**What the exercise asks**
Look through the data below and show every line that includes "black".

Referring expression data
%%
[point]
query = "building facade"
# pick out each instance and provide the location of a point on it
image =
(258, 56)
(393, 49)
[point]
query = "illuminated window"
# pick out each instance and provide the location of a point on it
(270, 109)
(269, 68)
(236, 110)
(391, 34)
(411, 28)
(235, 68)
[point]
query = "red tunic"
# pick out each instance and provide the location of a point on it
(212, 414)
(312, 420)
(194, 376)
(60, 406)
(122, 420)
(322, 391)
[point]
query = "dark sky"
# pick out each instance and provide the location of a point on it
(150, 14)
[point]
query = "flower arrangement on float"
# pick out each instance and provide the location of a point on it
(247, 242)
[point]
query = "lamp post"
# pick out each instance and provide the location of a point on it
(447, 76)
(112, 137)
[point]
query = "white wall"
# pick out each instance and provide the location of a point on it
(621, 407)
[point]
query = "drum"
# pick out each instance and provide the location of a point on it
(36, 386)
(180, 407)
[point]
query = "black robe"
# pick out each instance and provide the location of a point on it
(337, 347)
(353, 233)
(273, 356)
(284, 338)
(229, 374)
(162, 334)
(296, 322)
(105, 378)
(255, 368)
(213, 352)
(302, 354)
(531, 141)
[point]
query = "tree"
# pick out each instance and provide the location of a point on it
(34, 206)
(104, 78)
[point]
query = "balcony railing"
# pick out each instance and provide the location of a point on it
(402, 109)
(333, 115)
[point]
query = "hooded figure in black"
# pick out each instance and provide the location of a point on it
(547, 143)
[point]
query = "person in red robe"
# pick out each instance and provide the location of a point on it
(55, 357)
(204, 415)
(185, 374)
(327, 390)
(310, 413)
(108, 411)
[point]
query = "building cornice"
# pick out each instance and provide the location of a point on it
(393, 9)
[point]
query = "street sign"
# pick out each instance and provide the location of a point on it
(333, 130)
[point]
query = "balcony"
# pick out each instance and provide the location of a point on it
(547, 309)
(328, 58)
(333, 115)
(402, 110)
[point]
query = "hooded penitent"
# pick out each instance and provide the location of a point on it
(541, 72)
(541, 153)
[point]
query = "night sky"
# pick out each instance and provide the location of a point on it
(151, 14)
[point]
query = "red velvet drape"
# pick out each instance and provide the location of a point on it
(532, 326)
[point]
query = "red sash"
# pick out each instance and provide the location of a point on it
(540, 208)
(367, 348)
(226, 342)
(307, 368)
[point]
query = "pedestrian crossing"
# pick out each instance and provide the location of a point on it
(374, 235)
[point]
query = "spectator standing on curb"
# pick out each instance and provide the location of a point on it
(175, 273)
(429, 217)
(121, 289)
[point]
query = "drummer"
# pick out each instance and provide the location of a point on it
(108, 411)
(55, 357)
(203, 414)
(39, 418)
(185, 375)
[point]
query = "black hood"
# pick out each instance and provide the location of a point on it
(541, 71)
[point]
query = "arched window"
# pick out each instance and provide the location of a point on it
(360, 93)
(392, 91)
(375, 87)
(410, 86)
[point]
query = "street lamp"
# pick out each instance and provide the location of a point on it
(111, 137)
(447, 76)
%%
%%
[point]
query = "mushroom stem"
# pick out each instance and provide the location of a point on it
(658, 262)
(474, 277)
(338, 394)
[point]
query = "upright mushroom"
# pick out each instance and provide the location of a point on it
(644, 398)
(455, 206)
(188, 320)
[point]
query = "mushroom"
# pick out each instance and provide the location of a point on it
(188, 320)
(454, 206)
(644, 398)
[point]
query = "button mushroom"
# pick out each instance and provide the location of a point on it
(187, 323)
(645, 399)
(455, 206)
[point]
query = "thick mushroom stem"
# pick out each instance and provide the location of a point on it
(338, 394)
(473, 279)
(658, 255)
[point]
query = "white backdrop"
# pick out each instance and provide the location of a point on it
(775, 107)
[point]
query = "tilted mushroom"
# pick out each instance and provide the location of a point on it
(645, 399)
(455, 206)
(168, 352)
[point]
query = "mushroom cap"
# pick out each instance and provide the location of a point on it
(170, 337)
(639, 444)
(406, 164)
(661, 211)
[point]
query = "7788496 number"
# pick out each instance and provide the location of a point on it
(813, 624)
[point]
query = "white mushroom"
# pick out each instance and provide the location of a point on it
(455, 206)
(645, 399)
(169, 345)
%%
**Written answer**
query = "black robe"
query = "hooded figure in black"
query = "black hood"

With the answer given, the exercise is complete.